Recast the listing below as a JSON list of strings, with one string for each line and any blank lines omitted.

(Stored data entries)

----

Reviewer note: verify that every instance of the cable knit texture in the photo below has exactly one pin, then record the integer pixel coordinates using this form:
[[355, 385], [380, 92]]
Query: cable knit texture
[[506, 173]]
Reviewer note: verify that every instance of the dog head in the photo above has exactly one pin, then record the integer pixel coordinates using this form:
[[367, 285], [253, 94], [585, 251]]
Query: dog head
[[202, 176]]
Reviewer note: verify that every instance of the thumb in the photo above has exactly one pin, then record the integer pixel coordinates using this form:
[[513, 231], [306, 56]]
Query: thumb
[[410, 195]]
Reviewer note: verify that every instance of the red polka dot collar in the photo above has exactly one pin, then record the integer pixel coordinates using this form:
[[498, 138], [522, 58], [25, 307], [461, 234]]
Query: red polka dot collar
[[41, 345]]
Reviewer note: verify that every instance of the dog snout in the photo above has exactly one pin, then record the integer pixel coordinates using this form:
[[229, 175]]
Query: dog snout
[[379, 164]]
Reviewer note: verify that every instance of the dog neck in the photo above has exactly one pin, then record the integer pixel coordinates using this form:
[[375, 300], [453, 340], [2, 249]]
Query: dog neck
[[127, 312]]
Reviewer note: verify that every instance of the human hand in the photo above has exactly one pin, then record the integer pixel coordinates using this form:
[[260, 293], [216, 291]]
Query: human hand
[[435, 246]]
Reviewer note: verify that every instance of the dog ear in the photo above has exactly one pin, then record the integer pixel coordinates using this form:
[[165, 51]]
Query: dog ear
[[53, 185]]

----

▸ Output of the exercise:
[
  "Reviewer note: verify that every instance of the cable knit texture in the photo below has exactly one pin, then record the integer pixel coordinates using this form:",
  "[[355, 385], [380, 92]]",
  "Query: cable knit texture",
  "[[506, 173]]",
  "Reviewer note: verify that every instance of the dog head in the photo above has exactly one pin, then record the integer pixel coordinates using this form:",
  "[[367, 285], [253, 94], [585, 251]]",
  "Query: dog head",
  "[[202, 176]]",
  "Reviewer note: verify that every instance of the thumb in the photo above has exactly one pin, then record the integer pixel coordinates using this form:",
  "[[513, 231], [306, 56]]",
  "Query: thumb",
  "[[410, 195]]",
  "Reviewer note: verify that every instance of the red polka dot collar in the photo above has exactly one pin, then record the integer pixel coordinates using this form:",
  "[[498, 138], [522, 58], [25, 307], [461, 234]]",
  "Query: red polka dot collar",
  "[[41, 345]]",
  "Reviewer note: verify that every instance of the dog snout in the photo above has exactly one pin, then record the integer pixel coordinates using this form:",
  "[[229, 175]]",
  "Query: dog snout",
  "[[379, 164]]",
  "Reviewer note: verify that every instance of the dog neck in the photo above has exactly one pin, then record the integer pixel coordinates using this form:",
  "[[375, 300], [453, 340], [2, 249]]",
  "Query: dog neck",
  "[[127, 312]]",
  "Reviewer note: verify that every instance of the human hand in the photo above has exactly one pin, then record the integer pixel coordinates using this form:",
  "[[260, 293], [216, 291]]",
  "Query: human hand",
  "[[435, 246]]",
  "Reviewer note: verify that every instance of the dog ear in the photo above has exactly one pin, then record the integer pixel coordinates using this form:",
  "[[165, 51]]",
  "Query: dog ear",
  "[[53, 185]]"
]